Segment Start: SUPPLIED DATA

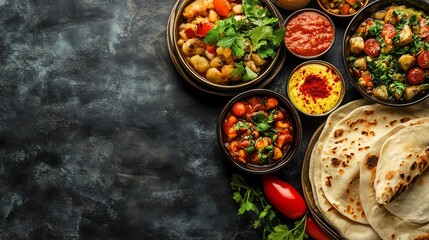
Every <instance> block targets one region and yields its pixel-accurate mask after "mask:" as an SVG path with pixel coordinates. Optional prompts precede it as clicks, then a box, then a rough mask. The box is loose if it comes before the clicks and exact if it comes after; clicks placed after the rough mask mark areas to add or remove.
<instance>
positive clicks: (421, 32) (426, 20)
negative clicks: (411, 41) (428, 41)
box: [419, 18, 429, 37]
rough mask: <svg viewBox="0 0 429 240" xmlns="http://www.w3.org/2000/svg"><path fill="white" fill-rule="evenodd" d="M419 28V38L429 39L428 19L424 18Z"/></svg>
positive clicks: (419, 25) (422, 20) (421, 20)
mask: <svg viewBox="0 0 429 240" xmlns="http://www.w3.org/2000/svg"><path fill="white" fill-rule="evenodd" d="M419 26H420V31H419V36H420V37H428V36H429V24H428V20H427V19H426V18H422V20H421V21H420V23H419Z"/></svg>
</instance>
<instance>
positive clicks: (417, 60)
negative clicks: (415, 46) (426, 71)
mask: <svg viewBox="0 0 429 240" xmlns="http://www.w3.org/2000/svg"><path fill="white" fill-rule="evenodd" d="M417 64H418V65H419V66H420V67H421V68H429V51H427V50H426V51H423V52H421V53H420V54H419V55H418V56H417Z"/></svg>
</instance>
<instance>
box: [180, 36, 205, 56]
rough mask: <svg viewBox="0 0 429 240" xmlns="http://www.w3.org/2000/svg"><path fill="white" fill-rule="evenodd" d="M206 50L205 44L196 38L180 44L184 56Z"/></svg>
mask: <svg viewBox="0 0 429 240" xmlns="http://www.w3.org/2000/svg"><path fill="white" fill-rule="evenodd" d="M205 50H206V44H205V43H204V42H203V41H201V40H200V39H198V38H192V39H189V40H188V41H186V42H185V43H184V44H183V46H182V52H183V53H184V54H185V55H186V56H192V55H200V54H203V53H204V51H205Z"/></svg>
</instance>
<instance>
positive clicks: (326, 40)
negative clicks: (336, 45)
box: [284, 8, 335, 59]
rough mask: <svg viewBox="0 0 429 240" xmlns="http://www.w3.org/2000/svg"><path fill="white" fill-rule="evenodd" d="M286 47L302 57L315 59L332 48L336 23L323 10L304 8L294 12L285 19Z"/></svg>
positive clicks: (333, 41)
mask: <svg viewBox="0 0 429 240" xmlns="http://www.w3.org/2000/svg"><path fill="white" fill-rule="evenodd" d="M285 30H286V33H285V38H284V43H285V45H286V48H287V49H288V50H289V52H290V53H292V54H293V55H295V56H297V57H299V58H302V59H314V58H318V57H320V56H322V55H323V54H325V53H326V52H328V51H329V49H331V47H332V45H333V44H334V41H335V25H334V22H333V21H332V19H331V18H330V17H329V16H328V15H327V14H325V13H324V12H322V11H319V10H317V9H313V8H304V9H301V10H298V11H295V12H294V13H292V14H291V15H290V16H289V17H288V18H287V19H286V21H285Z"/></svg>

Segment End: SUPPLIED DATA

■ **TASK REQUIREMENTS**
Above are the records; print exactly the lines from the line with "negative clicks: (411, 41) (428, 41)" to the line with "positive clicks: (417, 60)", including both, and nothing else.

■ **REPLY**
negative clicks: (411, 41) (428, 41)
box: [419, 18, 429, 37]
rough mask: <svg viewBox="0 0 429 240" xmlns="http://www.w3.org/2000/svg"><path fill="white" fill-rule="evenodd" d="M419 28V38L429 39L428 19L424 18Z"/></svg>
positive clicks: (419, 25) (422, 20) (421, 20)
mask: <svg viewBox="0 0 429 240" xmlns="http://www.w3.org/2000/svg"><path fill="white" fill-rule="evenodd" d="M419 26H420V31H419V36H420V37H428V36H429V24H428V20H427V19H426V18H422V20H421V21H420V23H419Z"/></svg>
</instance>
<instance>
positive clicks: (417, 60)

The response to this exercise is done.